*WHAT THE EXERCISE ASKS*. Since the copy must match the original, write out each record word for word, skipping only the pictures.

*ENTRIES SUPPLIED*.
★ ★ ★ ★ ★

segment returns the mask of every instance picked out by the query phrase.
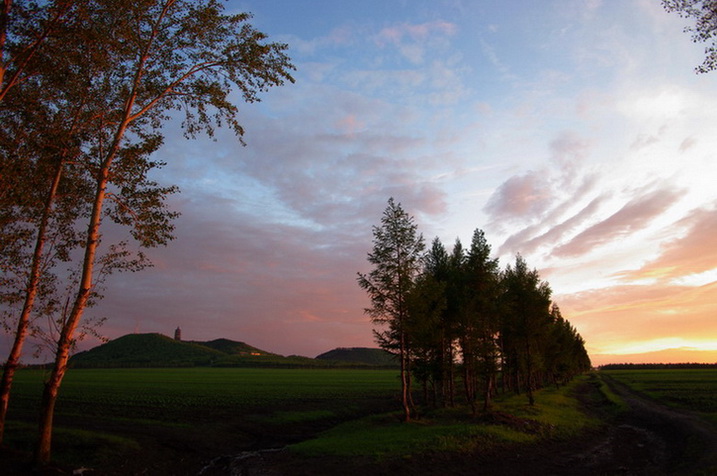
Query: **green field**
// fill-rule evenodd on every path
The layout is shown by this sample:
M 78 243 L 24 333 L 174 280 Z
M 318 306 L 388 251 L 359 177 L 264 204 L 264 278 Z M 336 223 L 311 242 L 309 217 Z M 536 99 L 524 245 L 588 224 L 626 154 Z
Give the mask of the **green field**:
M 467 455 L 490 452 L 510 445 L 530 445 L 544 439 L 567 440 L 596 428 L 600 421 L 582 410 L 575 398 L 578 386 L 590 387 L 590 376 L 576 378 L 568 386 L 539 390 L 535 406 L 525 395 L 499 395 L 493 405 L 496 420 L 468 416 L 467 406 L 427 411 L 411 423 L 373 415 L 350 421 L 301 442 L 292 450 L 309 456 L 410 457 L 422 452 Z
M 36 408 L 43 377 L 18 372 L 11 417 Z M 57 415 L 191 422 L 287 406 L 345 412 L 390 399 L 399 385 L 393 370 L 75 369 L 63 381 Z
M 717 423 L 717 369 L 603 370 L 638 392 Z
M 601 373 L 717 422 L 717 370 Z M 28 459 L 44 376 L 18 372 L 10 401 L 6 443 Z M 509 454 L 511 445 L 568 441 L 599 428 L 601 417 L 585 413 L 584 405 L 618 408 L 607 390 L 595 374 L 585 375 L 567 387 L 540 390 L 533 407 L 525 395 L 499 394 L 490 417 L 471 417 L 469 407 L 459 405 L 424 408 L 406 424 L 395 370 L 72 369 L 56 409 L 53 458 L 67 468 L 119 468 L 103 474 L 147 468 L 196 474 L 222 454 L 284 446 L 314 464 L 322 458 L 402 461 L 436 452 L 459 459 L 475 451 Z
M 44 376 L 19 371 L 10 400 L 5 443 L 28 454 Z M 159 464 L 179 452 L 198 464 L 386 411 L 399 389 L 395 370 L 72 369 L 56 407 L 53 459 L 106 467 L 128 458 Z
M 10 402 L 6 443 L 28 453 L 43 377 L 40 370 L 18 372 Z M 476 425 L 463 406 L 426 411 L 406 425 L 399 391 L 395 370 L 73 369 L 58 400 L 53 457 L 75 467 L 108 467 L 151 456 L 154 471 L 171 473 L 160 457 L 178 453 L 196 466 L 221 454 L 285 445 L 299 457 L 405 457 L 569 438 L 596 424 L 564 387 L 538 392 L 535 407 L 524 395 L 499 396 L 496 410 L 509 415 L 501 421 Z

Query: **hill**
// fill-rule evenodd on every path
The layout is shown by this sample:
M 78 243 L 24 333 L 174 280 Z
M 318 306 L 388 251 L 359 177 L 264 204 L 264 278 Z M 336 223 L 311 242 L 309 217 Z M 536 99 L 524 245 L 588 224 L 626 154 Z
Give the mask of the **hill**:
M 284 357 L 244 342 L 214 339 L 179 341 L 165 335 L 128 334 L 72 356 L 74 368 L 115 367 L 395 367 L 391 354 L 381 349 L 334 349 L 316 359 Z
M 316 356 L 317 360 L 345 362 L 352 364 L 377 365 L 381 367 L 397 367 L 396 357 L 383 349 L 370 347 L 338 347 Z
M 190 342 L 192 344 L 199 344 L 229 355 L 277 355 L 257 349 L 256 347 L 252 347 L 244 342 L 237 342 L 229 339 L 214 339 L 209 342 Z
M 210 365 L 224 352 L 162 334 L 128 334 L 72 356 L 79 367 L 191 367 Z

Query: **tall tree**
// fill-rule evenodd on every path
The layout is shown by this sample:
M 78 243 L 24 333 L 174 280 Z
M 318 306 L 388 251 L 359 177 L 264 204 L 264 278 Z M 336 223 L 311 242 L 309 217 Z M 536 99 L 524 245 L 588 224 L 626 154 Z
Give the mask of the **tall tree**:
M 401 363 L 401 404 L 404 420 L 411 420 L 411 375 L 408 339 L 408 297 L 421 269 L 425 244 L 412 216 L 393 198 L 381 217 L 381 226 L 373 227 L 373 249 L 368 261 L 373 269 L 358 273 L 358 284 L 371 299 L 366 308 L 375 324 L 387 327 L 374 331 L 382 347 L 396 349 Z
M 476 412 L 478 379 L 483 384 L 483 410 L 491 404 L 494 380 L 498 372 L 497 336 L 499 331 L 498 260 L 490 257 L 491 247 L 482 230 L 473 233 L 471 247 L 463 266 L 464 309 L 461 313 L 461 349 L 463 351 L 466 397 Z
M 267 43 L 266 36 L 248 24 L 250 15 L 225 15 L 216 0 L 94 0 L 82 15 L 88 36 L 64 38 L 82 63 L 69 71 L 61 91 L 76 100 L 88 98 L 89 117 L 81 131 L 61 130 L 79 144 L 76 159 L 91 172 L 93 190 L 80 279 L 61 320 L 55 362 L 43 392 L 38 464 L 50 458 L 57 393 L 76 329 L 95 292 L 96 267 L 104 259 L 103 217 L 130 226 L 141 246 L 165 244 L 172 237 L 173 214 L 166 211 L 164 198 L 173 188 L 147 178 L 161 165 L 149 158 L 161 144 L 161 123 L 170 111 L 182 110 L 190 137 L 200 132 L 212 135 L 222 124 L 241 137 L 238 108 L 230 95 L 237 91 L 253 102 L 269 87 L 293 81 L 286 45 Z M 10 29 L 5 25 L 3 31 Z M 50 49 L 48 57 L 53 53 Z M 94 66 L 94 74 L 84 74 L 84 64 Z M 36 74 L 43 73 L 49 75 L 47 70 Z M 109 266 L 134 269 L 137 260 L 125 261 L 124 253 L 105 249 L 107 259 L 119 258 Z
M 465 308 L 465 273 L 466 253 L 460 238 L 456 238 L 453 250 L 448 256 L 448 283 L 446 285 L 446 312 L 445 321 L 449 330 L 448 341 L 448 371 L 449 371 L 449 393 L 448 404 L 455 405 L 455 362 L 457 360 L 458 345 L 460 339 L 459 322 Z
M 662 0 L 668 12 L 677 12 L 683 18 L 695 20 L 694 26 L 685 27 L 695 43 L 705 46 L 705 60 L 695 67 L 697 73 L 717 69 L 717 0 Z
M 53 268 L 78 247 L 76 221 L 88 212 L 90 175 L 79 166 L 78 137 L 92 97 L 73 94 L 93 71 L 77 48 L 87 38 L 86 3 L 21 1 L 11 10 L 8 2 L 0 28 L 0 68 L 8 72 L 0 94 L 0 262 L 6 276 L 0 300 L 5 325 L 14 326 L 0 380 L 0 442 L 31 313 L 37 299 L 44 300 L 42 313 L 56 311 Z
M 43 68 L 41 52 L 87 0 L 3 0 L 0 10 L 0 102 L 15 86 Z M 70 26 L 70 29 L 72 27 Z
M 444 337 L 441 320 L 446 308 L 445 282 L 425 270 L 409 291 L 406 334 L 413 376 L 423 385 L 424 401 L 428 403 L 429 384 L 435 406 L 437 385 L 443 381 Z
M 434 238 L 431 248 L 424 257 L 423 273 L 432 278 L 436 286 L 440 286 L 442 296 L 440 299 L 440 314 L 434 333 L 436 334 L 438 349 L 436 349 L 434 363 L 435 379 L 439 386 L 441 404 L 453 404 L 453 341 L 455 340 L 455 320 L 449 311 L 449 295 L 452 293 L 451 259 L 445 246 L 438 238 Z
M 536 270 L 528 269 L 520 255 L 515 266 L 508 265 L 503 274 L 503 352 L 517 377 L 516 386 L 522 381 L 530 405 L 535 404 L 533 392 L 543 367 L 551 294 L 550 286 L 540 280 Z

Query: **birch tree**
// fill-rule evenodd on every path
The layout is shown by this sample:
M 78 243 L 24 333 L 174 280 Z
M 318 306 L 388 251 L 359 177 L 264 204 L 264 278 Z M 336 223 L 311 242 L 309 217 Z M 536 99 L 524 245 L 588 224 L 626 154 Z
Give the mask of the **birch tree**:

★ ★ ★ ★ ★

*EXERCISE RESULT*.
segment returns the mask of every instance picked out by the query phrase.
Query: **green field**
// fill-rule evenodd on every path
The layout is shown by this sample:
M 78 243 L 24 333 L 174 280 Z
M 318 306 L 388 251 L 359 177 L 264 204 L 264 278 Z M 336 223 L 311 242 L 309 217 Z M 536 99 L 524 245 L 588 224 L 626 154 Z
Give the mask of the **green field**:
M 467 455 L 490 452 L 510 445 L 530 445 L 544 439 L 567 440 L 596 428 L 600 421 L 582 410 L 575 398 L 578 386 L 590 387 L 590 376 L 576 378 L 568 386 L 539 390 L 535 406 L 525 395 L 499 395 L 493 405 L 496 420 L 468 416 L 467 406 L 427 411 L 411 423 L 373 415 L 350 421 L 301 442 L 292 450 L 309 456 L 410 457 L 422 452 Z
M 36 408 L 43 377 L 18 372 L 11 417 Z M 57 415 L 191 422 L 287 406 L 345 412 L 390 399 L 399 385 L 393 370 L 75 369 L 63 381 Z
M 717 423 L 717 369 L 603 370 L 638 392 Z
M 601 373 L 717 422 L 717 370 Z M 28 459 L 44 376 L 18 372 L 10 401 L 6 443 Z M 509 454 L 511 445 L 568 441 L 599 428 L 601 417 L 585 413 L 584 405 L 618 408 L 607 390 L 595 374 L 585 375 L 567 387 L 540 390 L 533 407 L 525 395 L 499 394 L 490 417 L 471 417 L 469 407 L 459 405 L 424 408 L 406 424 L 395 370 L 72 369 L 56 409 L 53 458 L 67 468 L 119 468 L 103 474 L 147 468 L 196 474 L 222 454 L 284 446 L 314 464 L 322 458 L 402 461 L 436 452 L 459 459 L 475 451 Z
M 44 376 L 19 371 L 10 400 L 5 443 L 28 454 Z M 159 464 L 179 452 L 198 464 L 386 411 L 399 389 L 395 370 L 72 369 L 56 407 L 53 459 L 106 467 L 128 458 Z
M 10 402 L 6 443 L 28 453 L 43 377 L 40 370 L 18 372 Z M 476 425 L 463 406 L 426 411 L 406 425 L 399 391 L 395 370 L 73 369 L 58 400 L 53 457 L 75 467 L 108 467 L 151 456 L 154 471 L 171 473 L 160 457 L 178 453 L 196 466 L 221 454 L 285 445 L 299 457 L 405 457 L 569 438 L 596 424 L 564 387 L 538 392 L 535 407 L 524 395 L 499 396 L 496 410 L 509 415 L 501 421 Z

Query: **hill**
// fill-rule evenodd on every path
The layout is shown by this sample:
M 78 243 L 24 333 L 174 280 Z
M 318 306 L 388 251 L 359 177 L 264 204 L 264 278 Z M 336 223 L 311 242 L 309 217 Z M 536 99 L 524 245 L 588 224 L 626 154 Z
Give the mask of the **hill**:
M 284 357 L 244 342 L 214 339 L 179 341 L 165 335 L 128 334 L 72 356 L 74 368 L 115 367 L 395 367 L 391 354 L 381 349 L 334 349 L 316 359 Z
M 316 356 L 317 360 L 345 362 L 352 364 L 377 365 L 381 367 L 397 367 L 396 357 L 383 349 L 370 347 L 338 347 Z
M 190 342 L 192 344 L 199 344 L 229 355 L 277 355 L 257 349 L 256 347 L 252 347 L 244 342 L 237 342 L 229 339 L 214 339 L 209 342 Z
M 210 365 L 224 352 L 162 334 L 128 334 L 72 356 L 79 367 L 191 367 Z

Query: **tall tree**
// fill-rule evenodd on every path
The layout is shown by this sample:
M 78 243 L 24 333 L 174 280 Z
M 318 306 L 388 251 L 359 177 L 264 204 L 264 278 Z M 336 223 L 311 242 L 309 217 Z M 536 99 L 524 245 L 588 224 L 626 154 Z
Give the mask of the **tall tree**:
M 401 363 L 401 404 L 404 420 L 411 420 L 411 375 L 408 339 L 408 297 L 421 269 L 425 244 L 412 216 L 393 198 L 381 217 L 381 226 L 373 227 L 373 249 L 368 261 L 373 269 L 358 273 L 358 284 L 371 299 L 366 308 L 375 324 L 387 327 L 374 331 L 382 347 L 396 349 Z
M 476 412 L 478 379 L 483 384 L 483 410 L 491 404 L 494 380 L 498 372 L 497 336 L 499 331 L 498 260 L 490 257 L 491 247 L 482 230 L 473 233 L 471 247 L 463 266 L 464 309 L 461 313 L 461 349 L 463 351 L 466 397 Z
M 267 43 L 266 36 L 248 24 L 250 15 L 225 15 L 216 0 L 94 0 L 82 15 L 88 36 L 64 38 L 82 63 L 69 71 L 61 91 L 76 100 L 88 98 L 89 117 L 81 131 L 61 130 L 79 144 L 76 159 L 91 172 L 93 190 L 80 279 L 61 320 L 55 362 L 43 392 L 38 464 L 50 458 L 57 393 L 76 329 L 95 292 L 96 267 L 104 259 L 103 217 L 130 226 L 141 246 L 165 244 L 172 237 L 173 214 L 166 211 L 164 198 L 173 188 L 147 178 L 161 165 L 149 158 L 161 144 L 161 123 L 170 111 L 182 110 L 190 137 L 200 132 L 212 135 L 222 124 L 241 137 L 238 108 L 230 95 L 237 91 L 253 102 L 269 87 L 293 81 L 286 45 Z M 10 29 L 5 25 L 3 31 Z M 50 49 L 48 57 L 53 53 Z M 94 66 L 94 74 L 84 74 L 84 64 Z M 36 74 L 43 73 L 49 75 L 47 70 Z M 109 266 L 134 269 L 137 260 L 125 261 L 124 253 L 105 249 L 107 259 L 119 258 Z
M 465 308 L 465 273 L 466 253 L 460 238 L 456 238 L 453 250 L 448 256 L 448 283 L 446 285 L 446 312 L 445 321 L 449 330 L 448 341 L 448 371 L 449 371 L 449 393 L 448 404 L 455 405 L 455 362 L 457 360 L 458 345 L 460 339 L 459 322 Z
M 662 0 L 668 12 L 677 12 L 683 18 L 695 20 L 694 26 L 685 27 L 695 43 L 705 46 L 705 60 L 695 67 L 697 73 L 717 69 L 717 0 Z
M 53 268 L 78 247 L 76 221 L 88 212 L 90 175 L 79 166 L 78 137 L 92 97 L 73 94 L 93 71 L 77 48 L 87 38 L 86 3 L 21 1 L 11 10 L 8 2 L 0 28 L 0 68 L 8 72 L 0 94 L 0 262 L 6 276 L 0 300 L 5 325 L 14 326 L 0 380 L 0 442 L 31 313 L 37 299 L 44 300 L 42 313 L 56 311 Z
M 43 68 L 41 52 L 87 0 L 3 0 L 0 10 L 0 102 L 15 86 Z M 70 26 L 70 29 L 72 27 Z
M 444 337 L 441 320 L 446 308 L 445 282 L 425 270 L 409 291 L 406 334 L 413 376 L 423 385 L 424 401 L 428 403 L 429 384 L 435 406 L 437 385 L 443 381 Z
M 434 238 L 431 248 L 424 257 L 423 273 L 432 278 L 436 286 L 440 286 L 442 296 L 440 299 L 440 314 L 434 333 L 436 334 L 438 349 L 436 349 L 434 363 L 435 379 L 439 386 L 441 404 L 453 404 L 453 341 L 455 340 L 455 320 L 449 311 L 449 295 L 452 293 L 451 259 L 445 246 L 438 238 Z
M 536 270 L 528 269 L 520 255 L 515 266 L 508 265 L 503 274 L 503 352 L 517 377 L 516 386 L 522 381 L 530 405 L 535 404 L 533 392 L 543 367 L 551 294 L 550 286 L 540 280 Z

Query: **birch tree**
// fill-rule evenodd on every path
The layout is shown by this sample:
M 78 243 L 24 333 L 174 280 Z
M 318 306 L 388 251 L 359 177 L 264 204 L 264 278 Z M 336 223 L 311 242 L 309 217 Z M 536 99 L 524 245 L 588 224 L 626 154 Z
Give the mask of the **birch tree**:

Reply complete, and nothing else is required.